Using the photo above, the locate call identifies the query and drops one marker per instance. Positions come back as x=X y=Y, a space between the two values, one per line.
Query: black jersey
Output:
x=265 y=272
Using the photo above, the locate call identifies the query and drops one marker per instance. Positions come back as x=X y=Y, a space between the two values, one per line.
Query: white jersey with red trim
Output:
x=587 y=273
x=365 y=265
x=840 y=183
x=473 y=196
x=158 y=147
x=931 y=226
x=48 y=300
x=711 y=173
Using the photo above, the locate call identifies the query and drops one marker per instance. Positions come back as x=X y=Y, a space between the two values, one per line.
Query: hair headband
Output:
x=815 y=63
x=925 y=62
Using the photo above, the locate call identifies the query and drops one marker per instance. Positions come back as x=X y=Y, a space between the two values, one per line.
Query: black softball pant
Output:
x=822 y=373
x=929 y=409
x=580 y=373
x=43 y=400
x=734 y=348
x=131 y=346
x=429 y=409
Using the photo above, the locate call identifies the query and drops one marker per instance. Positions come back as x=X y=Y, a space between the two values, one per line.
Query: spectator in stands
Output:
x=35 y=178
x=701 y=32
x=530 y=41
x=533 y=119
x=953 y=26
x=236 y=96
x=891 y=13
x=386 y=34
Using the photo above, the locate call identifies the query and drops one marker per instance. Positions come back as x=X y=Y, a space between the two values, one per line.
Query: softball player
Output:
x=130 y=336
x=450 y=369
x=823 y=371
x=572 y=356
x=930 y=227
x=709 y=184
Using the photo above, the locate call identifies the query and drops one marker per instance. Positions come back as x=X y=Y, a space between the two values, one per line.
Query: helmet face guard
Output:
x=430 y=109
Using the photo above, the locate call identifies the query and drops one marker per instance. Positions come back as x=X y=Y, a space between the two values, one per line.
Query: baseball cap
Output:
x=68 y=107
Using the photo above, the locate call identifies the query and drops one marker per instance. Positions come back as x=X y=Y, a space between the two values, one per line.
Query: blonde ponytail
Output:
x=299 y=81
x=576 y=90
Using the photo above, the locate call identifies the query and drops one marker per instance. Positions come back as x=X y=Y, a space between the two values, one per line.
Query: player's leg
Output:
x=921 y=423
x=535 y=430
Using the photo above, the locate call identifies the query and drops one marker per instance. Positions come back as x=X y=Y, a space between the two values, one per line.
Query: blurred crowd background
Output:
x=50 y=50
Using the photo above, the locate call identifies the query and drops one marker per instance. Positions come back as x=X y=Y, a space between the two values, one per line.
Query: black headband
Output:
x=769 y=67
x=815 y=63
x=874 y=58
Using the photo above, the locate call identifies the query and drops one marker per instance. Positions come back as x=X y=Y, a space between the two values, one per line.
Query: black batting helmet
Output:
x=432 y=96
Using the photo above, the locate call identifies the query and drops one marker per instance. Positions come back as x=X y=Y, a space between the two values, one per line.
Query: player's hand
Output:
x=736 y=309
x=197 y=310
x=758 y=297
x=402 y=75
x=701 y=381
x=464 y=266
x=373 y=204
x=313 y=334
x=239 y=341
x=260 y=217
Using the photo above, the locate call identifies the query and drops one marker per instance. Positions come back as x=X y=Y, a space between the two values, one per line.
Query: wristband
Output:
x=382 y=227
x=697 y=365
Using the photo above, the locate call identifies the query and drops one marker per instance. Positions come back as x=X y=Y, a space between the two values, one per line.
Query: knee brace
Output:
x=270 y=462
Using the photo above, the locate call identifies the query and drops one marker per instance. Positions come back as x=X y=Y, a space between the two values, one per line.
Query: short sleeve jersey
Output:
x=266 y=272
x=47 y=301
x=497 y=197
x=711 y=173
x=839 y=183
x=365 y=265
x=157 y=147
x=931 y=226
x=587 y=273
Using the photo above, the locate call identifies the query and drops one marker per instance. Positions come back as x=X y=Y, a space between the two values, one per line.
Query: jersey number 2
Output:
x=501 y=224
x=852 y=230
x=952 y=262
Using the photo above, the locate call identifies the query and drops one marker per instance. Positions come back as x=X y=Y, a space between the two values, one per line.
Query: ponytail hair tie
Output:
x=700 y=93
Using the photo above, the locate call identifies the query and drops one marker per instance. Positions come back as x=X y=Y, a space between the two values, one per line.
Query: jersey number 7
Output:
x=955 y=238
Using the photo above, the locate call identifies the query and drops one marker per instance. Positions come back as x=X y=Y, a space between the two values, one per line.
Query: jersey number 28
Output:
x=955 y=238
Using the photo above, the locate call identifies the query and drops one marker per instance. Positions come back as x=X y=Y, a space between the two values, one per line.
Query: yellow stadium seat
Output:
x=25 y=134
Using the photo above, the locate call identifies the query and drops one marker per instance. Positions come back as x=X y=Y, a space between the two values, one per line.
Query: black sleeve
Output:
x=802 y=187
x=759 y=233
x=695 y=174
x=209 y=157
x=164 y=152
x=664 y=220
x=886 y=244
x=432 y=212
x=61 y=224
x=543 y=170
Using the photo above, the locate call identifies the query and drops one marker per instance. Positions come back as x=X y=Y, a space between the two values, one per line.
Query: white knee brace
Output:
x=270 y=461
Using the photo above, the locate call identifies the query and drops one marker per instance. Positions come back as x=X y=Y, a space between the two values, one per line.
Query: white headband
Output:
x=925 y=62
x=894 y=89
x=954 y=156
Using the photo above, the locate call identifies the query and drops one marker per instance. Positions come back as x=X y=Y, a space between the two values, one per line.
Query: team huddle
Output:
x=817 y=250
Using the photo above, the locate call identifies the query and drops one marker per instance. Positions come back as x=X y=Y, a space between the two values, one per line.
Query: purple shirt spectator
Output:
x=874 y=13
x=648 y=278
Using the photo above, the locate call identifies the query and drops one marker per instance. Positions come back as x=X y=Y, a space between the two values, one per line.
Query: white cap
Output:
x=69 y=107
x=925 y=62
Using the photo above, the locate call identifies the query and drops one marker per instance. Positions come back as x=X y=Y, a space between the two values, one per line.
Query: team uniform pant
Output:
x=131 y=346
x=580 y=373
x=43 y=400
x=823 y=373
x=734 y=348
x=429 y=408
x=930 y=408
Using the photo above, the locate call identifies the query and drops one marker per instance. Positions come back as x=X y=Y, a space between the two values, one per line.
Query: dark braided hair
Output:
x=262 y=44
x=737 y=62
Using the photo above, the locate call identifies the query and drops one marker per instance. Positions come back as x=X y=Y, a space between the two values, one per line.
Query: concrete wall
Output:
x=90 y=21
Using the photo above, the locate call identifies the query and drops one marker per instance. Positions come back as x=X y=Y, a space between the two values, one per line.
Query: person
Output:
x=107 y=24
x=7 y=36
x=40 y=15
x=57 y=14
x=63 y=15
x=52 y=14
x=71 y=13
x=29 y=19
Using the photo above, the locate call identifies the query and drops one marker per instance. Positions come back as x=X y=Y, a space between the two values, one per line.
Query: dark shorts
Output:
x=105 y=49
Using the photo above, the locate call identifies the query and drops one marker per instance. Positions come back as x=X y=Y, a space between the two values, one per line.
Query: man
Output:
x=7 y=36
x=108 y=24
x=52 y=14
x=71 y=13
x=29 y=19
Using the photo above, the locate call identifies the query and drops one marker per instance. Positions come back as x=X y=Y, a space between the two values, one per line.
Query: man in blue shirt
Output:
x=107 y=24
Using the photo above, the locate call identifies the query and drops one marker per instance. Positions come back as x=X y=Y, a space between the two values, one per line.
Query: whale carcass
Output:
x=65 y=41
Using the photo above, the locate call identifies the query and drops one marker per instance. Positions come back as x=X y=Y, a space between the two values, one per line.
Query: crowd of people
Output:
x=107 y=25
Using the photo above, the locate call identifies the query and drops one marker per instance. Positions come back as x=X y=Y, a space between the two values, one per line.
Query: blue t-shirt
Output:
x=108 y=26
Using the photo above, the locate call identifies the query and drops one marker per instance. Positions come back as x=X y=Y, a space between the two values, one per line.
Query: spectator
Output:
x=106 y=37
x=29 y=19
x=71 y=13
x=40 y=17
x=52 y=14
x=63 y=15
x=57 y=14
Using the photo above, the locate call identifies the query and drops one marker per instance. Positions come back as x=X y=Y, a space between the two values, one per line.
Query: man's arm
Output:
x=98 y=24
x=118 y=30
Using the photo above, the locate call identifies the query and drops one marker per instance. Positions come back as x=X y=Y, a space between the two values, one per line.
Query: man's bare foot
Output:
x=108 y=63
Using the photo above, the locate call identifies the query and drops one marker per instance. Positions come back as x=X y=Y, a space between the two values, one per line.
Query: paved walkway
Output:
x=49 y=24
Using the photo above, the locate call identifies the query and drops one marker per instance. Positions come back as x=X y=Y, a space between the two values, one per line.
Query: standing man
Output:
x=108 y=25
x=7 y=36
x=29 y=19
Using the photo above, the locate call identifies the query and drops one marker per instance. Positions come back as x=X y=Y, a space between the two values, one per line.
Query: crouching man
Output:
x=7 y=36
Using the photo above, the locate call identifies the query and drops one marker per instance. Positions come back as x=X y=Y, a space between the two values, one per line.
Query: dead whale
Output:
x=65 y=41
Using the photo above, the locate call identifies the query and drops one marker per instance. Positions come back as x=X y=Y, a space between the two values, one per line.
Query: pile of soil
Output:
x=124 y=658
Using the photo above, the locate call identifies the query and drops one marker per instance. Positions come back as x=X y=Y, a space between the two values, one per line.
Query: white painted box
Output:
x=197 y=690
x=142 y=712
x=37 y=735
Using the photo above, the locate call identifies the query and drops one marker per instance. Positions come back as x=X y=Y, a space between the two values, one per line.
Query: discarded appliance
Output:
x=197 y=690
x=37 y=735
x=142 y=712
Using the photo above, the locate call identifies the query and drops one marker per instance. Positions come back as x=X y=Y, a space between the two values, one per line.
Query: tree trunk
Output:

Direction ▸
Convert the entries, starting at the first line and ending at the line that contains "x=265 y=272", into a JSON list of strings with one string per line. Leave out any blank lines.

In response ▸
[
  "Using the photo above, the locate call identifies the query and drops one marker per instance. Positions come back as x=X y=Y, a space between the two values, one per line.",
  "Query: black jersey",
  "Output:",
  "x=265 y=272"
]